#### Yang harus dikerjakan
1) Menurut kutipan tentang masjid Quba’, pahala orang yang sholat di masjid Quba’ seperti pahala apa?
2) Tuliskan kembali dari kutipan tentang masjid Quba’ semuanya, dari "Firman Allah tentang" terus ke bawah hingga "al-Muthoobah hal 326-327)", tanpa mengubah apa pun.

Firman Allah tentang masjid Quba’ لَمَسْجِدٌ أُسِّسَ عَلَى التَّقْوَى مِنْ أَوَّلِ يَوْمٍ (“Sesungguhnya mesjid yang didirikan atas dasar takwa (mesjid Quba), sejak hari pertama”) dijadikan dalil oleh sebagian ulama (yaitu As-Suhaili rahimahullah) akan kebenaran penanggalan hijriyah yang dimulai dari tahun hijrohnya Nabi shallallahu álaihi wasallam. Hal ini karena tentunya “hari pertama” bukanlah maksudnya hari pertama dari seluruh zaman dan waktu, akan tetapi maksudnya adalah hari pertama kali Nabi tinggal menetap di kota Madinah, yaitu ketika berhijrah ke kota Madinah. Maka dengan demikian apa yang telah disepakati oleh Umar bin al-Khottob dan para sahabat untuk menjadikan tahun hijrah Nabi sebagai tahun pertama Islam adalah sangat tepat. (lihat Ar-Roudh al-Unuf, As-Suhaili 4/155, Fathul Baari 7/268,  al-Maghoonim al-Muthoobah hal 326-327)

Pahalanya orang yang sholat di majid Quba’ seperti pahala orang yang melaksanakan umrah. Rasulullah shallallahu álaihi wasallam bersabda :
مَنْ تَطَهَّرَ فِي بَيْتِهِ ثُمَّ أَتَى مَسْجِدَ قُبَاءَ، فَصَلَّى فِيهِ صَلَاةً، كَانَ لَهُ كَأَجْرِ عُمْرَةٍ

“Barangsiapa yang bersuci di rumahnya kemudian mendatangi masjid Quba’ lalu sholat di dalamnya dengan suatu sholat maka baginya seperti pahala orang yang melaksanakan umrah” (HR Ibnu Majah no 1412 dan dishahihkan oleh Al-Albani dan Al-Arnaúuth)

Saád bin Abi Waqqosh berkata :

لَأَنْ أُصَلِّيَ فِي مَسْجِدِ قُبَاءَ (رَكْعَتَيْنِ) أَحَبُّ إِلَيَّ مِنْ أَنْ أُصَلِّيَ فِي مَسْجِدِ بَيْتِ الْمَقْدِسِ

“Sungguh aku sholat di masjid Quba’ (2 rakaát) lebih aku sukai dari para sholat di Masjidil Aqsho” (HR Al-Hakim no 4280, al-Baihaqi di as-Sunan al-Kubro no 10296, Ibnu Abi Syaibah di al-Mushonnaf no 7533, Ibnu Syabbah di Taariikh al-Madinah no 7533, dan dishahihkan oleh Ibnu Hajar di Fathul Baari 3/69. Tambahan “dua rakaát” hanya terdapat pada Taariikh al-Madinah) ([4])

#### Potongan data
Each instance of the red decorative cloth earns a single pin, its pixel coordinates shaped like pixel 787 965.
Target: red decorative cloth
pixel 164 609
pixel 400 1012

#### Jawaban yang benar
1) Seperti pahala orang yang melaksanakan umrah.

2)
Firman Allah tentang masjid Quba’ لَمَسْجِدٌ أُسِّسَ عَلَى التَّقْوَى مِنْ أَوَّلِ يَوْمٍ (“Sesungguhnya mesjid yang didirikan atas dasar takwa (mesjid Quba), sejak hari pertama”) dijadikan dalil oleh sebagian ulama (yaitu As-Suhaili rahimahullah) akan kebenaran penanggalan hijriyah yang dimulai dari tahun hijrohnya Nabi shallallahu álaihi wasallam. Hal ini karena tentunya “hari pertama” bukanlah maksudnya hari pertama dari seluruh zaman dan waktu, akan tetapi maksudnya adalah hari pertama kali Nabi tinggal menetap di kota Madinah, yaitu ketika berhijrah ke kota Madinah. Maka dengan demikian apa yang telah disepakati oleh Umar bin al-Khottob dan para sahabat untuk menjadikan tahun hijrah Nabi sebagai tahun pertama Islam adalah sangat tepat. (lihat Ar-Roudh al-Unuf, As-Suhaili 4/155, Fathul Baari 7/268,  al-Maghoonim al-Muthoobah hal 326-327)